• _제공 자료_:
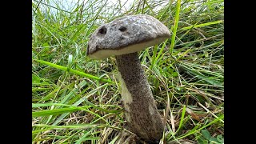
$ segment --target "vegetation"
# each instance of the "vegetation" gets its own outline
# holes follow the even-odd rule
[[[102,23],[136,14],[172,34],[139,53],[166,126],[161,142],[223,143],[223,0],[74,1],[69,9],[64,2],[33,1],[33,143],[138,139],[126,127],[114,58],[86,55]]]

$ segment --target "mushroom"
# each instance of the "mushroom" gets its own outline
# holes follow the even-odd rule
[[[127,15],[99,26],[87,46],[86,54],[90,58],[115,56],[128,128],[149,143],[159,142],[164,126],[138,51],[170,36],[168,28],[152,16]]]

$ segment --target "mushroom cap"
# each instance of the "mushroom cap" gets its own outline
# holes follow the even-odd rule
[[[170,38],[168,28],[146,14],[127,15],[99,26],[90,36],[87,56],[103,59],[134,53]]]

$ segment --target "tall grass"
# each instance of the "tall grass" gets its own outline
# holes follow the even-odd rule
[[[165,141],[221,143],[223,0],[73,1],[77,3],[69,8],[63,6],[66,2],[32,2],[33,143],[136,139],[126,129],[114,58],[86,56],[98,26],[136,14],[154,16],[172,34],[139,54],[166,123]]]

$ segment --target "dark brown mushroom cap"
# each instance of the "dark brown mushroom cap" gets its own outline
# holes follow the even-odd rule
[[[103,59],[144,50],[170,38],[168,28],[146,14],[128,15],[99,26],[90,38],[87,55]]]

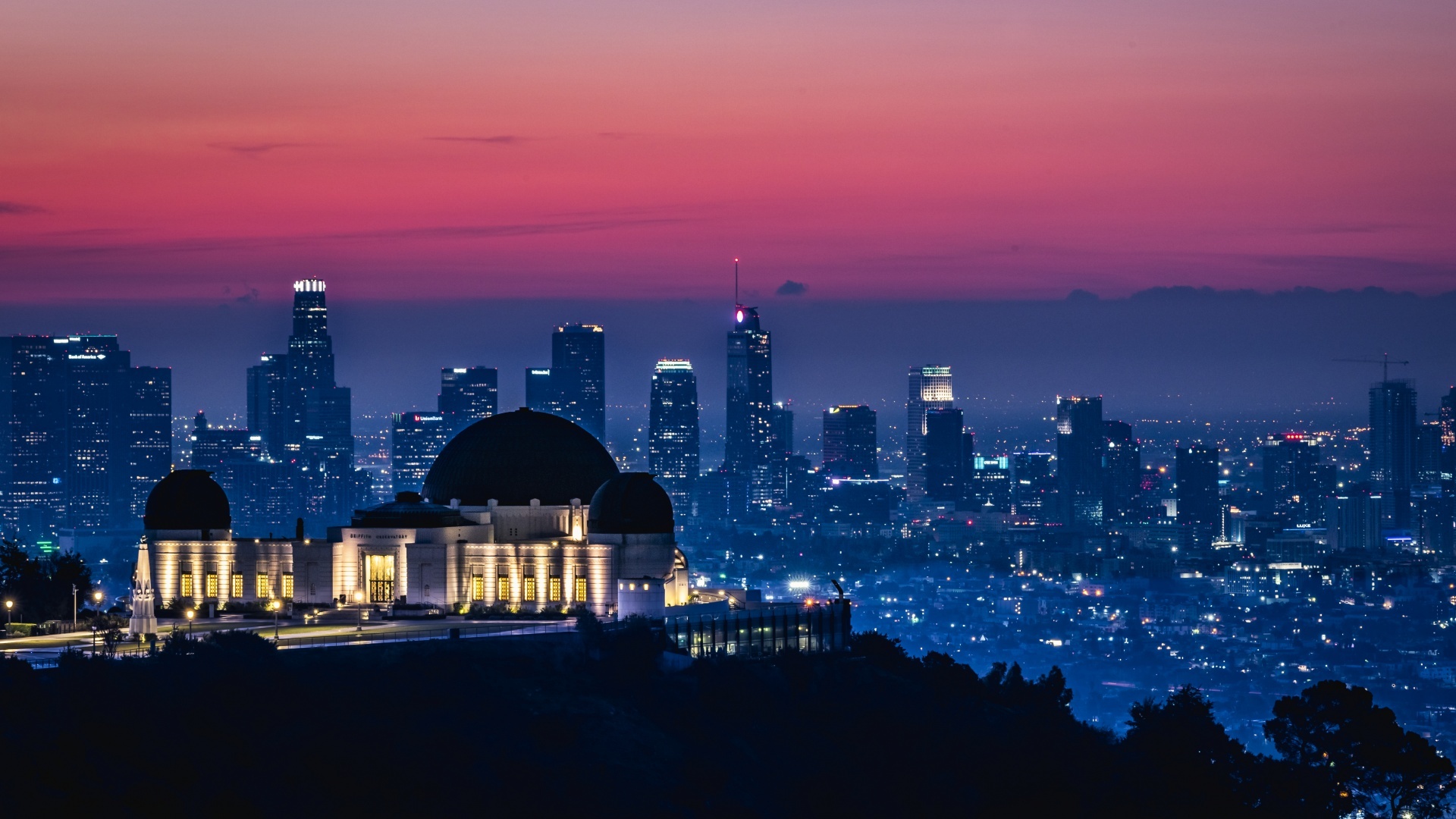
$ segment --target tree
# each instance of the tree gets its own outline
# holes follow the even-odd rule
[[[1163,702],[1144,700],[1130,710],[1121,749],[1128,775],[1150,807],[1182,804],[1184,815],[1245,813],[1254,758],[1213,717],[1213,704],[1185,685]]]
[[[70,619],[71,586],[74,599],[90,597],[90,567],[79,554],[32,558],[16,544],[0,544],[0,595],[15,600],[28,622]]]
[[[1321,769],[1341,813],[1440,816],[1453,787],[1450,759],[1402,730],[1370,691],[1326,679],[1274,704],[1264,736],[1296,765]]]

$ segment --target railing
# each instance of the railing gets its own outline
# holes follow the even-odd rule
[[[331,648],[338,646],[374,646],[379,643],[414,643],[424,640],[467,640],[472,637],[529,637],[536,634],[572,634],[577,621],[552,622],[492,622],[486,625],[446,625],[435,628],[376,628],[349,634],[320,634],[316,637],[284,637],[278,648]]]

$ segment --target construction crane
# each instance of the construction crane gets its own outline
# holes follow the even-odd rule
[[[1409,361],[1392,361],[1389,353],[1382,353],[1379,358],[1335,358],[1348,364],[1380,364],[1380,380],[1390,380],[1390,364],[1409,364]]]

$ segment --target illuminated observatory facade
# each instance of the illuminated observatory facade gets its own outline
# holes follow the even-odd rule
[[[689,599],[662,487],[619,472],[587,430],[530,410],[466,427],[422,493],[357,512],[326,539],[233,538],[227,495],[199,469],[156,485],[144,526],[140,555],[159,603],[363,599],[662,616]]]

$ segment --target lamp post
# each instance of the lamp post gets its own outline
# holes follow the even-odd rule
[[[100,631],[100,592],[93,592],[92,599],[96,602],[96,614],[92,616],[92,656],[96,656],[96,635]]]

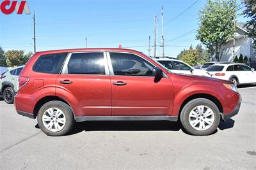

• _수행할 과제_: 위 자료의 모든 행을 한 행당 문자열 하나로 바꾸어 JSON 목록으로 옮겨 쓰시오. 빈 행과 그림 표시 행은 답에서 제외하시오.

• _과제 답안_:
[
  "$ segment --target \"vegetation\"",
  "# each instance of the \"vegetation\" gets its own outline",
  "# holes follow the even-odd rule",
  "[[[102,23],[136,14],[172,34],[139,53],[166,126],[161,142],[223,143],[223,0],[74,1],[69,9],[64,2],[33,1],[33,143],[138,139],[126,127],[114,58],[86,55]]]",
  "$ segment --target \"mushroom\"",
  "# each instance of the \"mushroom\" gets its own outline",
  "# holes follow the even-odd rule",
  "[[[127,15],[99,26],[87,46],[86,54],[90,58],[115,56],[128,128],[149,143],[159,142],[164,126],[138,51],[170,36],[168,28],[152,16]]]",
  "$ segment --target \"mushroom cap\"",
  "# each instance of the \"mushroom cap\" gets its own outline",
  "# holes follow the even-odd rule",
  "[[[170,38],[168,28],[146,14],[127,15],[99,26],[90,36],[87,56],[103,59],[134,53]]]",
  "$ segment --target \"tall grass\"",
  "# each instance of the \"tall grass\" gets its own outline",
  "# holes follow the even-odd rule",
  "[[[165,141],[221,143],[223,0],[73,1],[77,3],[69,8],[63,6],[66,2],[32,2],[33,143],[136,139],[126,129],[114,58],[86,56],[98,26],[136,14],[154,16],[172,34],[139,54],[166,123]]]",
  "$ segment --target \"dark brown mushroom cap\"",
  "# each instance of the \"dark brown mushroom cap\" gets its own outline",
  "# holes follow the even-odd rule",
  "[[[103,59],[144,50],[170,38],[168,28],[146,14],[128,15],[99,26],[90,38],[87,55]]]",
  "$ segment --target tree",
  "# each instance of the tree gets its own outline",
  "# holes follow the even-odd rule",
  "[[[1163,702],[1144,700],[1130,710],[1121,749],[1128,775],[1150,807],[1182,804],[1184,815],[1245,813],[1254,758],[1213,717],[1213,704],[1185,685]]]",
  "[[[70,619],[71,586],[74,599],[90,597],[90,567],[79,554],[32,558],[16,544],[0,544],[0,595],[15,600],[28,622]]]",
  "[[[1321,769],[1341,813],[1440,816],[1453,787],[1450,759],[1402,730],[1370,691],[1326,679],[1274,704],[1264,736],[1296,765]]]",
  "$ segment --target railing",
  "# each instance of the railing gets its own outline",
  "# holes follow the even-odd rule",
  "[[[331,648],[338,646],[374,646],[379,643],[414,643],[424,640],[467,640],[472,637],[529,637],[536,634],[572,634],[577,621],[552,622],[492,622],[486,625],[446,625],[435,628],[376,628],[349,634],[320,634],[316,637],[284,637],[278,648]]]",
  "$ segment --target construction crane",
  "# each instance of the construction crane gets its own outline",
  "# holes follow the even-odd rule",
  "[[[1409,361],[1392,361],[1389,353],[1382,353],[1379,358],[1335,358],[1348,364],[1380,364],[1380,380],[1390,380],[1390,364],[1409,364]]]",
  "$ segment --target illuminated observatory facade",
  "# each instance of the illuminated observatory facade gets its own outline",
  "# holes follow the even-odd rule",
  "[[[689,599],[662,487],[619,472],[587,430],[530,410],[466,427],[422,493],[357,512],[326,539],[233,538],[227,495],[199,469],[156,485],[144,526],[140,555],[159,603],[363,599],[662,616]]]",
  "$ segment --target lamp post",
  "# each instance of the lamp post gets its own outline",
  "# holes follow the even-odd rule",
  "[[[100,631],[100,592],[93,592],[92,599],[96,602],[96,614],[92,616],[92,656],[96,656],[96,635]]]"
]